** Start of Page text **

Monitoring, reporting and verification: towards a take-two?
While the MRV scheme in itself brings costs for shipping companies, it is only the first step towards the implementation of a market-based-measure (MBM) entailing a far greater burden (see COM (2013/479)). A MBM uses economic policy instruments such as taxes and market entry conditions to provide incentives for private actors to behave in a certain way, in this case, to reduce their carbon emissions. While the EU is yet to decide on what form this MBM should take, one likely option is an expansion of its Emissions Trading Scheme (ETS), the EU’s ‘cornerstone’ strategy for reaching its Kyoto targets. This cap-and-trade scheme allots a set amount of carbon credits to individual operators in particular sectors. When operators emit more than their allotted carbon quota, they must buy additional credits from competitors with a surplus. This encourages operators to improve their energy efficiency as a step towards an improved ‘low carbon economy’. The MRV serves as a prerequisite for such a scheme, providing the data with which the Union can determine companies’ reduction targets.

** End of Page text **
** Start of Input for this task **

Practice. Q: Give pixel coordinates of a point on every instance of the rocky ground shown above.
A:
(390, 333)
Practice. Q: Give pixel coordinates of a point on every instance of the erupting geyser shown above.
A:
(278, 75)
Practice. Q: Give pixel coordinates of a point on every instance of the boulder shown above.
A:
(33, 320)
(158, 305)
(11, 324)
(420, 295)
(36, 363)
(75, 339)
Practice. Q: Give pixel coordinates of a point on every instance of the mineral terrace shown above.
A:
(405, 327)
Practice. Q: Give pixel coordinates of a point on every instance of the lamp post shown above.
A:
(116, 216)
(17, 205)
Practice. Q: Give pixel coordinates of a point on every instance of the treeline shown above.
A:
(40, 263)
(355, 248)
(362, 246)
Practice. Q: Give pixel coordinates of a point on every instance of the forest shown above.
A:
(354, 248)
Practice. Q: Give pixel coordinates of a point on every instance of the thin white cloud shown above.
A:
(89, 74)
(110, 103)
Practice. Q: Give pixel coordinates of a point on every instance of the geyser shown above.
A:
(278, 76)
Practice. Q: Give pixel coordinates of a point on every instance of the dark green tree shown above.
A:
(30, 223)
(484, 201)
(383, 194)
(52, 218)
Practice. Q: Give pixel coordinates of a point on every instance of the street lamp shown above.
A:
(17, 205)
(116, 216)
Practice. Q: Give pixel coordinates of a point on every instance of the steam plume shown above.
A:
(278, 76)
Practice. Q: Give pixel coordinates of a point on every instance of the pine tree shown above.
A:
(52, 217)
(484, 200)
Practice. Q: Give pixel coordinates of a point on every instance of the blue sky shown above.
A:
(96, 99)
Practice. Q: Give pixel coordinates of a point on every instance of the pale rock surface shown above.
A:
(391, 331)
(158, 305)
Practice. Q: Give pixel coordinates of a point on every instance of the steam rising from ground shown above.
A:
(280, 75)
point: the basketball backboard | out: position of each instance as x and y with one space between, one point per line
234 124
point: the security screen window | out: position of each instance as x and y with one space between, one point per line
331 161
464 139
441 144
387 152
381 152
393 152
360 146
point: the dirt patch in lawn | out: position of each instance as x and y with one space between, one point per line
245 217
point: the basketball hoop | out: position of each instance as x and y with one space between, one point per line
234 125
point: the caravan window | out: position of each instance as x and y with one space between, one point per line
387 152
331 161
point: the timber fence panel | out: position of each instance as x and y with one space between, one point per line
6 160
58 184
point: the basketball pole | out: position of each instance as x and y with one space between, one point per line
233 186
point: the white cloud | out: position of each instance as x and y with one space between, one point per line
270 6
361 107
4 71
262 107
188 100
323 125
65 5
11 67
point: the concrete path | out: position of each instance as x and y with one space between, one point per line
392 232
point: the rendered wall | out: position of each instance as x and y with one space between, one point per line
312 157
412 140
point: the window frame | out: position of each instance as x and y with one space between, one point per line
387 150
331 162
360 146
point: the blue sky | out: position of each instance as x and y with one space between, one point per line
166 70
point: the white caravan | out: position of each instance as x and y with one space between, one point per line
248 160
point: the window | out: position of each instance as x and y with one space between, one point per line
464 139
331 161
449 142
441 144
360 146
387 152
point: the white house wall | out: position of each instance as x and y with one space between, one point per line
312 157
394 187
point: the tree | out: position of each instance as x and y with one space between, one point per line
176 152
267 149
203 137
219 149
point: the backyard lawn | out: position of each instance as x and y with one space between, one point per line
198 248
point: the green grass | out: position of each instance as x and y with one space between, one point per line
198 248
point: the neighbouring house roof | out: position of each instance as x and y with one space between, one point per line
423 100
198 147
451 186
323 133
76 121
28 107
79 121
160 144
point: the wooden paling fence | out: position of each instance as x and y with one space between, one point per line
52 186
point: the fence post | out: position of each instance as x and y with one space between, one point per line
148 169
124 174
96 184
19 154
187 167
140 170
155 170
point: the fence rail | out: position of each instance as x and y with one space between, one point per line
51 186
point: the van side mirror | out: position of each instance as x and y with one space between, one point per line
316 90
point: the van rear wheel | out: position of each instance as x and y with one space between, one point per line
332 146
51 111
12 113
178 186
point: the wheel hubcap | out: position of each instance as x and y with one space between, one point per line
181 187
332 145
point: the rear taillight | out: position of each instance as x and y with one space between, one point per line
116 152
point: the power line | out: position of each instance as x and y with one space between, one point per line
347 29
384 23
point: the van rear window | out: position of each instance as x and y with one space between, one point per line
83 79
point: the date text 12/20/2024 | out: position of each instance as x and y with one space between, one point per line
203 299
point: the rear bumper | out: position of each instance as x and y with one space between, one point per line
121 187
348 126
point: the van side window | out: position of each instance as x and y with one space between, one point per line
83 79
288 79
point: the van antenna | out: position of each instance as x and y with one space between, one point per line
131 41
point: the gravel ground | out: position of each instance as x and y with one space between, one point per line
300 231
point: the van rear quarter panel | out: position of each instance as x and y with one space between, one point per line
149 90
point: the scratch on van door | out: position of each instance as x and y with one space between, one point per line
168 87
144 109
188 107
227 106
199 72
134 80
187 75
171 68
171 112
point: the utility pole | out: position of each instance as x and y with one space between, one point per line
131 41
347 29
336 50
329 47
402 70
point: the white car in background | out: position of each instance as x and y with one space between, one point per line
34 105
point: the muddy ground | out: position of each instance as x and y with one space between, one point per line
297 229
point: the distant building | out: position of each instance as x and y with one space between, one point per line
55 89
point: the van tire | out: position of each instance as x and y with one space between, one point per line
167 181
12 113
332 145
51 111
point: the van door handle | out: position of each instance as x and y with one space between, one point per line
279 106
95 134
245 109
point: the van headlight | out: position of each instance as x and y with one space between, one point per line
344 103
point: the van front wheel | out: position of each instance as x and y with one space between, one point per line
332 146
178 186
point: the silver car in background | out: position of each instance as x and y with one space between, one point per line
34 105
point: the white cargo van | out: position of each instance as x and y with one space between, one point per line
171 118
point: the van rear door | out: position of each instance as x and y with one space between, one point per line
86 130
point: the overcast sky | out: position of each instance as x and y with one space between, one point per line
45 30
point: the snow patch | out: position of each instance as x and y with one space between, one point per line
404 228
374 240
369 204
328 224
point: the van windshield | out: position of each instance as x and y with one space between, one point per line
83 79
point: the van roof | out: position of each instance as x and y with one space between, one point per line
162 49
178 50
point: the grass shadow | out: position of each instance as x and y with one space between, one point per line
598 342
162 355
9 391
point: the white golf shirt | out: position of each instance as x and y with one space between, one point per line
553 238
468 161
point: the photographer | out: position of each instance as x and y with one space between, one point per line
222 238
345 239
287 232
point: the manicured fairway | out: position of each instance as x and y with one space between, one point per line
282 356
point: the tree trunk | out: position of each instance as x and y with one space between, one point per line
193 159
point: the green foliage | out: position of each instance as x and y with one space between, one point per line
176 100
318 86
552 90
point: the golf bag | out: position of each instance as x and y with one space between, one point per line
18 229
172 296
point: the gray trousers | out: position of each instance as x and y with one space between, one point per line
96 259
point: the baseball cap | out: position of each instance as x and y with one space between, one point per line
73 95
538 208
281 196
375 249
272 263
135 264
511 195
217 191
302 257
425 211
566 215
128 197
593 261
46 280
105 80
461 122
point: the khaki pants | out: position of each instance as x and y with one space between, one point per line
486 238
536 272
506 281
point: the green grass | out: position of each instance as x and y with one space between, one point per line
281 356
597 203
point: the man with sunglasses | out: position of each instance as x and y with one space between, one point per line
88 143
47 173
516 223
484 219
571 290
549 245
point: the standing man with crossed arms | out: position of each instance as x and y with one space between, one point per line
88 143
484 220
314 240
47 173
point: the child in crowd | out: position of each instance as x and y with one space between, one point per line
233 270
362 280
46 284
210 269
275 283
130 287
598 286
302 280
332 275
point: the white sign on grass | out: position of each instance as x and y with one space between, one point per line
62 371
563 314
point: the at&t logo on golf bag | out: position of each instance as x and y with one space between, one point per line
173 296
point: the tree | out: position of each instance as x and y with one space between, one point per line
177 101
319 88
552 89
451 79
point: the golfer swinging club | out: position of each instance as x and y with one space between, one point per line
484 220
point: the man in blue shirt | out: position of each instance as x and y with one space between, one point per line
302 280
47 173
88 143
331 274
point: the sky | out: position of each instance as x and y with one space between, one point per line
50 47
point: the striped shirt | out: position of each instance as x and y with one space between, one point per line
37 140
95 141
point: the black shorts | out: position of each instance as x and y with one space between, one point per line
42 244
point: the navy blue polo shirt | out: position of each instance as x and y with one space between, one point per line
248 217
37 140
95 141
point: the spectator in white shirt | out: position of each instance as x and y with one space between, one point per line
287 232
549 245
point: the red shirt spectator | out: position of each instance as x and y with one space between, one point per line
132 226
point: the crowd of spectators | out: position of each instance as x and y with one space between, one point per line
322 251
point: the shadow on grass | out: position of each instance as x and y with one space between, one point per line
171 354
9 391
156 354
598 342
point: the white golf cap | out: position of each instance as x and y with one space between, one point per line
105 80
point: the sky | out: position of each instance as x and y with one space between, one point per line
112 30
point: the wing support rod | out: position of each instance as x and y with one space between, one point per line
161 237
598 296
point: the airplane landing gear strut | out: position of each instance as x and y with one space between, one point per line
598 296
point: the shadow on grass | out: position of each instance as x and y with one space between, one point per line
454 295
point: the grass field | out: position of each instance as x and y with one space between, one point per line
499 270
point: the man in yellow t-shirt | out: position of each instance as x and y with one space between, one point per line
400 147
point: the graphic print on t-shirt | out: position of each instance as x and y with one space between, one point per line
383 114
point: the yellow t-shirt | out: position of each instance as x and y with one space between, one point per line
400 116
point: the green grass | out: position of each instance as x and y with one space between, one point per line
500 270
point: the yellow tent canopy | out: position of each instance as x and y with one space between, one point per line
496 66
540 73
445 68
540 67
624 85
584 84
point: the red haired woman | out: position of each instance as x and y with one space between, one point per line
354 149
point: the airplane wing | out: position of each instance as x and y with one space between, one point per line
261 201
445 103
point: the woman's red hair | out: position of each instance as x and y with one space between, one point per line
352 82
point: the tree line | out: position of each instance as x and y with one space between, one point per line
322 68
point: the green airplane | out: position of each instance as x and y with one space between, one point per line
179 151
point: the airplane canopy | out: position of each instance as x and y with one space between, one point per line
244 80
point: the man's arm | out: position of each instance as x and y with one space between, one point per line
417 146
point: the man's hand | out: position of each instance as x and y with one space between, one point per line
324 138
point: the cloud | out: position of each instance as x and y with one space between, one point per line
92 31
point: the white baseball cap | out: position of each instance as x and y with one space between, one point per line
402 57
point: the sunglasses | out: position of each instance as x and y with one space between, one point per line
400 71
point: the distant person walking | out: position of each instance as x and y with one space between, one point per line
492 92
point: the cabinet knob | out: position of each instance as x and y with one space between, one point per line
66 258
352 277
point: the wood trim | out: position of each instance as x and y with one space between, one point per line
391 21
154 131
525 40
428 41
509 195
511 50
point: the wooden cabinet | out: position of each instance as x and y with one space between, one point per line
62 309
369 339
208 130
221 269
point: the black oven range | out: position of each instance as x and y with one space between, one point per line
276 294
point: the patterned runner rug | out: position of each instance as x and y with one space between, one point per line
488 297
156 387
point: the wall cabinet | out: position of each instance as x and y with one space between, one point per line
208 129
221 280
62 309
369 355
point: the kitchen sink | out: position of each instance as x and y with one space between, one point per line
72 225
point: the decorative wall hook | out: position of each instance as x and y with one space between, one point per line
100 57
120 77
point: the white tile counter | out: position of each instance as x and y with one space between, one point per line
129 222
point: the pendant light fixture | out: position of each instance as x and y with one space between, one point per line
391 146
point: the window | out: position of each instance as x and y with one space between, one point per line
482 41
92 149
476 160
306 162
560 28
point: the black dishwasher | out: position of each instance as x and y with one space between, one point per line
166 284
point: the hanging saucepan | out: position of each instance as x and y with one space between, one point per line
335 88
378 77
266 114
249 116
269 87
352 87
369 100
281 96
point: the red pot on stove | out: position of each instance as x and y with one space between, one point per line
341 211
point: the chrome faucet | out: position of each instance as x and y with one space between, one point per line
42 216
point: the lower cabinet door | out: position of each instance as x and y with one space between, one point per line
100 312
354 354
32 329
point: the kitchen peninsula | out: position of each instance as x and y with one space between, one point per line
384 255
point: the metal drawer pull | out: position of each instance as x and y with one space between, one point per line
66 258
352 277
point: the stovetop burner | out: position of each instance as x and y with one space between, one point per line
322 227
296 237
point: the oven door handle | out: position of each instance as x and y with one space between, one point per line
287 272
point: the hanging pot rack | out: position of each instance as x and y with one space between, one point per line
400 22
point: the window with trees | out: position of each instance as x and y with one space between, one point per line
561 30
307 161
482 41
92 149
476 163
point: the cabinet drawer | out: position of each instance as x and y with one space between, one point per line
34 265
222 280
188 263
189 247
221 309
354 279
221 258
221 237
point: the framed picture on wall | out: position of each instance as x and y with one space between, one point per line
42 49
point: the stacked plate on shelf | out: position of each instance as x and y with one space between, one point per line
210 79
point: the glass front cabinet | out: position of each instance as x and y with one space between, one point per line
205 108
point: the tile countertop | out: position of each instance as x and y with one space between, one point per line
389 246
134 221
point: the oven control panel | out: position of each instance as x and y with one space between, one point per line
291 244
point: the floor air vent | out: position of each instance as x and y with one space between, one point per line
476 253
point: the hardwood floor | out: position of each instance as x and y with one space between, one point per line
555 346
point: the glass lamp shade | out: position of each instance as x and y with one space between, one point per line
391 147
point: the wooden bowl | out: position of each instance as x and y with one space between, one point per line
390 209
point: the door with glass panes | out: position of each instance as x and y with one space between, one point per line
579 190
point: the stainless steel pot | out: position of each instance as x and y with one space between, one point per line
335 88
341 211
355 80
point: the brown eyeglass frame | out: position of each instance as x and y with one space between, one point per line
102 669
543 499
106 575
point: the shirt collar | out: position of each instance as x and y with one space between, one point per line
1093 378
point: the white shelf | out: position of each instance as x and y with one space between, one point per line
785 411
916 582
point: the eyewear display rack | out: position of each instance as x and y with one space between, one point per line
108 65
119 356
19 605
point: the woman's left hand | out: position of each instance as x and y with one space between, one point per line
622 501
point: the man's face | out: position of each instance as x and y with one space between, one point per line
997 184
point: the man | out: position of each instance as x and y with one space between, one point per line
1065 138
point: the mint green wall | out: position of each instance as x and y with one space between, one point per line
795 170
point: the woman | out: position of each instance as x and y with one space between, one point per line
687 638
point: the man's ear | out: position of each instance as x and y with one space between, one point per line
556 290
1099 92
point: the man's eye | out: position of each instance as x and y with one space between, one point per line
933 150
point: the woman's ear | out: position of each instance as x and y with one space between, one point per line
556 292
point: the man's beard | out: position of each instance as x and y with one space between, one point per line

** End of Input for this task **

> [Task set]:
[1] Reproduce the whole passage on monitoring, reporting and verification word for word.
[2] Locate every line in the records that contains the string "baseball", and copy each of those lines. Case matters.

> [Solved problems]:
[1]
Monitoring, reporting and verification: towards a take-two?
While the MRV scheme in itself brings costs for shipping companies, it is only the first step towards the implementation of a market-based-measure (MBM) entailing a far greater burden (see COM (2013/479)). A MBM uses economic policy instruments such as taxes and market entry conditions to provide incentives for private actors to behave in a certain way, in this case, to reduce their carbon emissions. While the EU is yet to decide on what form this MBM should take, one likely option is an expansion of its Emissions Trading Scheme (ETS), the EU’s ‘cornerstone’ strategy for reaching its Kyoto targets. This cap-and-trade scheme allots a set amount of carbon credits to individual operators in particular sectors. When operators emit more than their allotted carbon quota, they must buy additional credits from competitors with a surplus. This encourages operators to improve their energy efficiency as a step towards an improved ‘low carbon economy’. The MRV serves as a prerequisite for such a scheme, providing the data with which the Union can determine companies’ reduction targets.

[2]
point: the baseball cap | out: position of each instance as x and y with one space between, one point per line
point: the white baseball cap | out: position of each instance as x and y with one space between, one point per line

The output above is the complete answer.